- _WAT JE DOET_
- A) Beantwoord de volgende vragen aan de hand van de studietekst:
(i) Op welke datum zijn Schildersbedrijf en MPR in staat van faillissement verklaard?
(ii) Hoe hoog is het openstaande debetsaldo dat de bank als vordering op Schildersbedrijf noemt?
(iii) Wat is de bank volgens haar brief aan de curator van plan met haar pandrecht?
- B) Citeer letterlijk het gedeelte van de studietekst dat opent met de woorden die "Bij brief van 17" bevatten en sluit met "uit te winnen.".
━━━━━ STUDIETEKST ━━━━━
Op 8 februari 2011 zijn Schildersbedrijf en MPR in staat van faillissement verklaard onder aanstelling van een curator.
2.9.
Bij brief van 17 februari 2011 aan de curator van Schildersbedrijf heeft de bank medegedeeld dat zij uit hoofde van het verstrekte krediet een vordering op Schildersbedrijf heeft van € 211.429,95 aan openstaand debetsaldo, te vermeerderen met rente en kosten; daarbij heeft de bank aan de curator medegedeeld dat zij voornemens is haar pandrecht zoveel mogelijk zelf uit te winnen.
2.10.
Bij brief van eveneens 17 februari 2011 heeft de bank [verweerder sub 1] geïnformeerd over de faillissementen en de eventualiteit van het te zijner tijd moeten uitwinnen van de borgtocht door de bank.
━━━━━ AANGELEVERDE GEGEVENS ━━━━━
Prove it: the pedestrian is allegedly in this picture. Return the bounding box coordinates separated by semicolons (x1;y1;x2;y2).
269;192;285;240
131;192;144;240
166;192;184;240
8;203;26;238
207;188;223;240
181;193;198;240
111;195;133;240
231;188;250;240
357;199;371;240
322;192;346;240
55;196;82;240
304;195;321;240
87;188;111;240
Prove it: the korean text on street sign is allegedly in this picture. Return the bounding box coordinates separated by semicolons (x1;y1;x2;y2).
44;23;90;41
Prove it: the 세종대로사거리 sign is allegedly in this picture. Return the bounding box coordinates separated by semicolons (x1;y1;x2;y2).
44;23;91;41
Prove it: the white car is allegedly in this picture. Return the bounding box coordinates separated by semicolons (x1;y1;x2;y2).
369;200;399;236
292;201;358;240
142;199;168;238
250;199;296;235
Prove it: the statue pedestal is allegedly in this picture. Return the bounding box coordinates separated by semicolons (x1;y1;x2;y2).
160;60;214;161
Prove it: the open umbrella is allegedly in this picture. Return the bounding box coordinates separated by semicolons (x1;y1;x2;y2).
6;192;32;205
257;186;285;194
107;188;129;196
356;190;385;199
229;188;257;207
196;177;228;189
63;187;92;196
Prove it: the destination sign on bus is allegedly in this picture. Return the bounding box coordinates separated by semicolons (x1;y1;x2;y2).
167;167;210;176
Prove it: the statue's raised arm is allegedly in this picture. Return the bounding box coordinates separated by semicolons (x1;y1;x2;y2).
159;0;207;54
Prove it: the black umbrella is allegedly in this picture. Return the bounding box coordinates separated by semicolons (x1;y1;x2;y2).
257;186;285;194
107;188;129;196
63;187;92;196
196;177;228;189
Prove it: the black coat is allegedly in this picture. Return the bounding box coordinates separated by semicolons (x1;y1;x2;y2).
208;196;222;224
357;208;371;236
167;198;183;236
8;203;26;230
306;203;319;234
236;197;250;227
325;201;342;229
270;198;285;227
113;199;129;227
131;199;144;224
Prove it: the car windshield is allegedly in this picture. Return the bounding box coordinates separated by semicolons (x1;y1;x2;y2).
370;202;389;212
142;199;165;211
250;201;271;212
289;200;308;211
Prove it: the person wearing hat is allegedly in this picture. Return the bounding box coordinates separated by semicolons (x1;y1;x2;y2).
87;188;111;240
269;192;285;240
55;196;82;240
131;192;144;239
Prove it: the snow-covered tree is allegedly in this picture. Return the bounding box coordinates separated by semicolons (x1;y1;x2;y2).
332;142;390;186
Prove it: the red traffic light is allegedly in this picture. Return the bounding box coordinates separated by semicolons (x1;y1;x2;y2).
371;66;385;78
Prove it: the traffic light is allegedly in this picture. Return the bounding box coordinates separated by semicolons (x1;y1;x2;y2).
━━━━━
- _VERWACHTE ANTWOORDEN_
- A)
(i) 8 februari 2011
(ii) € 211.429,95
(iii) Zij is voornemens haar pandrecht zoveel mogelijk zelf uit te winnen.

- B)
Bij brief van 17 februari 2011 aan de curator van Schildersbedrijf heeft de bank medegedeeld dat zij uit hoofde van het verstrekte krediet een vordering op Schildersbedrijf heeft van € 211.429,95 aan openstaand debetsaldo, te vermeerderen met rente en kosten; daarbij heeft de bank aan de curator medegedeeld dat zij voornemens is haar pandrecht zoveel mogelijk zelf uit te winnen.